Repeat each of these lines word for word, with nothing changed.

Data lines:
★ ★ ★
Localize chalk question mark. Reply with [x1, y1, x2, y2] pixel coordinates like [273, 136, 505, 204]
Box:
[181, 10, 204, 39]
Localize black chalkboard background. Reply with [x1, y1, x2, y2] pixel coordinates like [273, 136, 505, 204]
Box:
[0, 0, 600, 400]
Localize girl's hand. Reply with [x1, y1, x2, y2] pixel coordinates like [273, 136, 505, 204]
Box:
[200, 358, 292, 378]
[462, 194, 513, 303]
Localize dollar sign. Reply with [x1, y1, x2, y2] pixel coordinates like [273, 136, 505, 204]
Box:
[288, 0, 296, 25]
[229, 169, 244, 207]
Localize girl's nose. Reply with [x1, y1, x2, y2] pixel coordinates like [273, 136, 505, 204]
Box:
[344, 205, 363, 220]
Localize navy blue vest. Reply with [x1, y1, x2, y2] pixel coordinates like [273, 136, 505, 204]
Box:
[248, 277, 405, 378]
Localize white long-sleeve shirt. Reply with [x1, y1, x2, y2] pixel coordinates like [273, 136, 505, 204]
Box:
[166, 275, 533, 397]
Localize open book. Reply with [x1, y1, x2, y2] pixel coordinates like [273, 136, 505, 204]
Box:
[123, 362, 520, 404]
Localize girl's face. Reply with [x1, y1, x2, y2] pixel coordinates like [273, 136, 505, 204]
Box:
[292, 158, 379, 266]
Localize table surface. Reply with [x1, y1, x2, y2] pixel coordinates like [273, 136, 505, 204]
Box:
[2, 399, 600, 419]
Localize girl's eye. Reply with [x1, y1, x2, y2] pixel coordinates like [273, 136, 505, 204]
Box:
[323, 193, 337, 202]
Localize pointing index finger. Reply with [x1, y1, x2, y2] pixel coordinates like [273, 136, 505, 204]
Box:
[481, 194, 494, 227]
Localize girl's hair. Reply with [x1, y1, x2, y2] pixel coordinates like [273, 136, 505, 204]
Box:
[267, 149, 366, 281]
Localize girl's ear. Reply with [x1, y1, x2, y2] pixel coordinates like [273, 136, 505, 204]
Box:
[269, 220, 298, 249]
★ ★ ★
» OUTPUT
Localize chalk question mark. Reply with [x1, y1, x2, y2] pixel coordinates like [273, 136, 505, 204]
Box:
[181, 10, 204, 39]
Localize black chalkboard background. Reply with [x1, y1, x2, y2] pixel coordinates like [273, 136, 505, 204]
Box:
[0, 0, 600, 400]
Localize girl's hand. Reply with [x1, y1, x2, y2] pixel coordinates like [273, 136, 505, 204]
Box:
[200, 358, 292, 378]
[462, 194, 513, 303]
Localize dollar sign. Reply with [x1, y1, x2, y2] pixel coordinates like [273, 136, 505, 204]
Box:
[288, 0, 296, 25]
[229, 169, 244, 207]
Localize girl's nose. Reply with [x1, y1, x2, y2] pixel coordinates like [273, 136, 505, 204]
Box:
[344, 205, 363, 220]
Localize navy blue vest. Reply with [x1, y1, x2, y2] pixel coordinates like [273, 136, 505, 204]
Box:
[248, 277, 405, 378]
Localize white long-sleeve shirt. Reply with [x1, y1, x2, y2] pixel coordinates like [273, 136, 505, 204]
Box:
[166, 275, 533, 397]
Localize open book. Reply with [x1, y1, x2, y2] pixel coordinates like [273, 136, 505, 204]
Box:
[123, 362, 520, 404]
Localize girl's face. Reply with [x1, y1, x2, y2] pixel coordinates like [273, 136, 505, 204]
Box:
[292, 158, 379, 266]
Localize table surface. Reply with [x1, y1, x2, y2] pixel coordinates like [273, 136, 505, 204]
Box:
[2, 399, 600, 419]
Localize girl's eye. Reply with [x1, y1, x2, y2] pixel coordinates like [273, 136, 505, 204]
Box:
[323, 193, 337, 202]
Localize pointing index finger. Reply with [x1, y1, x2, y2] pixel coordinates like [273, 136, 505, 204]
Box:
[481, 194, 494, 227]
Localize girl's hair. Reply with [x1, y1, x2, y2] pixel coordinates like [273, 136, 505, 204]
Box:
[267, 149, 366, 281]
Localize girl's ear. Reply with [x1, y1, x2, y2] pixel coordinates like [273, 136, 505, 204]
Box:
[269, 220, 298, 249]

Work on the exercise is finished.